*PASSAGE SHOWN*:
____________________

Annotate processed aligned reads — annotate_aligned

Put together annotation components for nextflow star-salmon outputs. Annotations come from several sources:

Inherit some annotations on the original input files. Requires a reference mapping of input files to use. Most prop vals can be inherited by the derived files, e.g. assay type, but not for "comments" or "entityId". Ideally, the data model itself should include inheritance rules; since that isn't possible currently, we hard-code lots of stuff, so this is hard to generalize for other data models.

Usage

annotate_aligned_reads(
  sample_io,
  samtools_stats_file = NULL,
  picard_stats_file = NULL,
  template = "bts:ProcessedAlignedReadsTemplate",
  schema =
    "https://raw.githubusercontent.com/nf-osi/nf-metadata-dictionary/main/NF.jsonld",
  verbose = TRUE,
  dry_run = TRUE
)

Arguments

sample_io: Table mapping input to outputs.
samtools_stats_file: Path to file/syn id of file with samtools stats produced by the workflow.

____________________

Records drawn from a dataset:
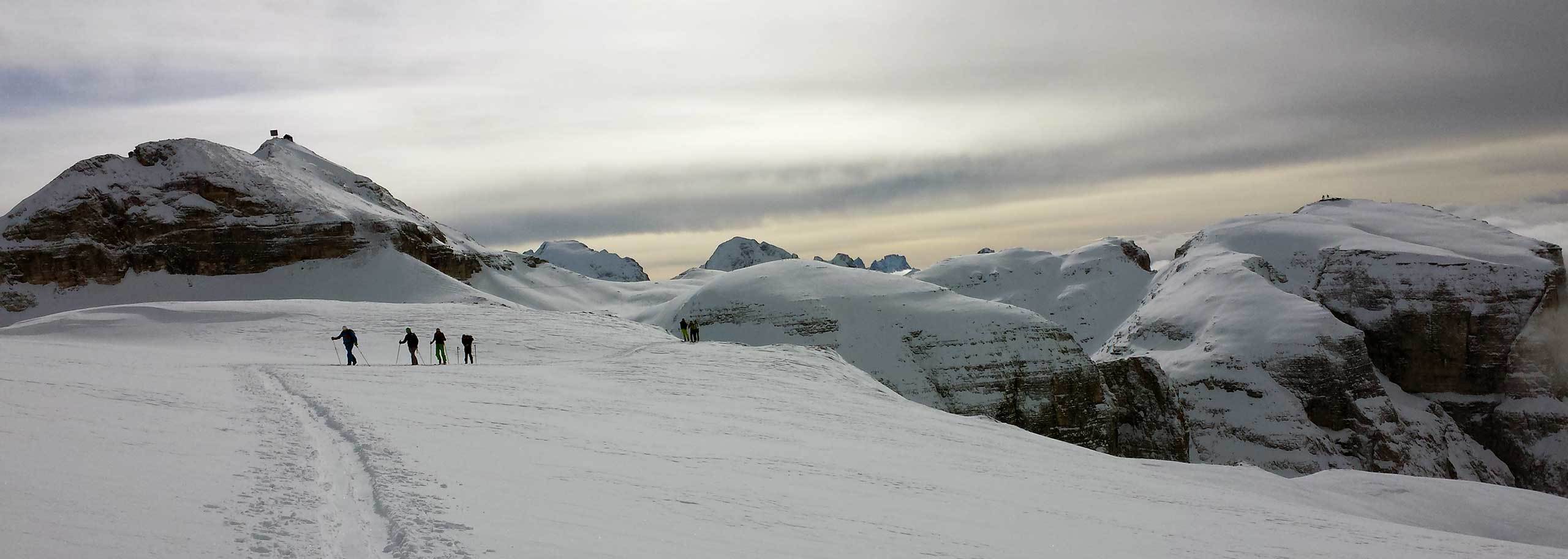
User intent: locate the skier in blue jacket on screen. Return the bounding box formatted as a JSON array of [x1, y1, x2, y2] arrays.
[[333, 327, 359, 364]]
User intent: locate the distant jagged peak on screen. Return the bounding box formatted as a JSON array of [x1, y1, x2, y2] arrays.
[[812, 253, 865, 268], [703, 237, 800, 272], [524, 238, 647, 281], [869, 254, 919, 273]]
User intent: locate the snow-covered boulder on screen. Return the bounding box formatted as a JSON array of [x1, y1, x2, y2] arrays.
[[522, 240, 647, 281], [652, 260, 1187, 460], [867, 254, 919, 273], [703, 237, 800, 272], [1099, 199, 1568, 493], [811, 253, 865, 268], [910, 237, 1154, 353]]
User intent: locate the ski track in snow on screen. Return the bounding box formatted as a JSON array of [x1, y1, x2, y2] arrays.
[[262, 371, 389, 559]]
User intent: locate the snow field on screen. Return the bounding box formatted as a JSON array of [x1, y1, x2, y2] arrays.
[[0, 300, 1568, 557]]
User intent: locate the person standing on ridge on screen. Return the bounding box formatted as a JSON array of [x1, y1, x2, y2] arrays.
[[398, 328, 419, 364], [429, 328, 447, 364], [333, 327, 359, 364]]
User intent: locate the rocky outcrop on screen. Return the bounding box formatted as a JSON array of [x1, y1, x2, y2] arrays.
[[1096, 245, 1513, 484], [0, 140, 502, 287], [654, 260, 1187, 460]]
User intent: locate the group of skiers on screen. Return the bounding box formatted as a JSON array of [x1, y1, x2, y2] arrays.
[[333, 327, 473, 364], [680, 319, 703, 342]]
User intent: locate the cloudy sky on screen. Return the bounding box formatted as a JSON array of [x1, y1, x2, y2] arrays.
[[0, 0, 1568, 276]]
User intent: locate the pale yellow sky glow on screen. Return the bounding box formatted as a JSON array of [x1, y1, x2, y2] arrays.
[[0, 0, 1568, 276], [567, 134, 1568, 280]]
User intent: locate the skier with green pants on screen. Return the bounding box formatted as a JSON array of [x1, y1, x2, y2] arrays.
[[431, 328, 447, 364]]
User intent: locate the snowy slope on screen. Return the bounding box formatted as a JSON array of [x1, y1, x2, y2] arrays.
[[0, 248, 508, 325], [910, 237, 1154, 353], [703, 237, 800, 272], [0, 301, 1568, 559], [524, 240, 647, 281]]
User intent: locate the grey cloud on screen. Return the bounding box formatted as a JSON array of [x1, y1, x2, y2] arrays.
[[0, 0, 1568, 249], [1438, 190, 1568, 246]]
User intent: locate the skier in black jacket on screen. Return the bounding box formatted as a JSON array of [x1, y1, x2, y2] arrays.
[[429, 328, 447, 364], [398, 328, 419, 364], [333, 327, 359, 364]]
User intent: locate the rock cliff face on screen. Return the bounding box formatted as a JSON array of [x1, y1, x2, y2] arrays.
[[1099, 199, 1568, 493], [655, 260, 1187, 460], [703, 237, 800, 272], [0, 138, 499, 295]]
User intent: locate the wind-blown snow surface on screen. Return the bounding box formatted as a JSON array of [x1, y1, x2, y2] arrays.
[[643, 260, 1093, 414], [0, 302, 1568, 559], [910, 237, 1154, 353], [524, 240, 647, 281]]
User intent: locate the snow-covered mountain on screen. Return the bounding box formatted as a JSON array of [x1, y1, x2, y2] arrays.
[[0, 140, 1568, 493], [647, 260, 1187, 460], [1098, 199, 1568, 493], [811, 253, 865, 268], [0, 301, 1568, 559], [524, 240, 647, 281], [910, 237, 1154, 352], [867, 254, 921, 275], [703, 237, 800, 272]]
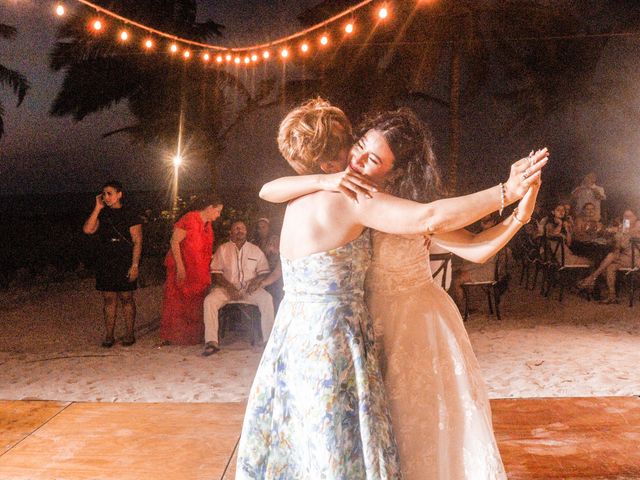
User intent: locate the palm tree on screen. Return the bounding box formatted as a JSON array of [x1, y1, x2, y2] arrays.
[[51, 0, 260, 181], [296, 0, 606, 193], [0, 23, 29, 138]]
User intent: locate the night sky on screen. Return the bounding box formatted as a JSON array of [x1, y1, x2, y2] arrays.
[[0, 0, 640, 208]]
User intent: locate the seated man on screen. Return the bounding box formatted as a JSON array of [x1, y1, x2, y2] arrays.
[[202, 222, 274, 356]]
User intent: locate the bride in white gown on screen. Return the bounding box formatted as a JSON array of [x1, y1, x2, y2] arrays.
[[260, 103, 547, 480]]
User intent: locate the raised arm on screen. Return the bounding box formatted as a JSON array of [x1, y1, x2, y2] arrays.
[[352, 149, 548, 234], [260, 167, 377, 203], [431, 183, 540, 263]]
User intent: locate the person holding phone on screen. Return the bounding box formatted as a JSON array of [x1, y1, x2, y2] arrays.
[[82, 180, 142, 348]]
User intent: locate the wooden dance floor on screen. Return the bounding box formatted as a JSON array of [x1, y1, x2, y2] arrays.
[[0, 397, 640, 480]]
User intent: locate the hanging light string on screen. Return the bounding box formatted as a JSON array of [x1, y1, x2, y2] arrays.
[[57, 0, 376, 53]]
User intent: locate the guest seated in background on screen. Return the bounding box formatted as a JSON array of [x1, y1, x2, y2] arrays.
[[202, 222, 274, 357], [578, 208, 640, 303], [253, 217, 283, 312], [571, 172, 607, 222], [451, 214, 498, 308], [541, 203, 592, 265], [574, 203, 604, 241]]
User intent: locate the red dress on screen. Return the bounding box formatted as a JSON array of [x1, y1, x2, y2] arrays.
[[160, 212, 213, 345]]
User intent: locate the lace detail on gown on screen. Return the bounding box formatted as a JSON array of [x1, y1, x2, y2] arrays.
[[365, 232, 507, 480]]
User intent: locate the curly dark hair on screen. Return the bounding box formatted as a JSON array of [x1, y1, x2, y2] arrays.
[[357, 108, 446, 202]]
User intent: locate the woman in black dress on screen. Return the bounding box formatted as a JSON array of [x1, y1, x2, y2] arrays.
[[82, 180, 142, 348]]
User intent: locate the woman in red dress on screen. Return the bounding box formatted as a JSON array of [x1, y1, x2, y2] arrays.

____________________

*EXERCISE AIM*: Rewrite the stretch of the annotate_aligned page from "Annotate processed aligned" through "other data models.", substituting "source files" for "input files".

*ANSWER TO THIS TASK*:
Annotate processed aligned reads — annotate_aligned

Put together annotation components for nextflow star-salmon outputs. Annotations come from several sources:

Inherit some annotations on the original source files. Requires a reference mapping of source files to use. Most prop vals can be inherited by the derived files, e.g. assay type, but not for "comments" or "entityId". Ideally, the data model itself should include inheritance rules; since that isn't possible currently, we hard-code lots of stuff, so this is hard to generalize for other data models.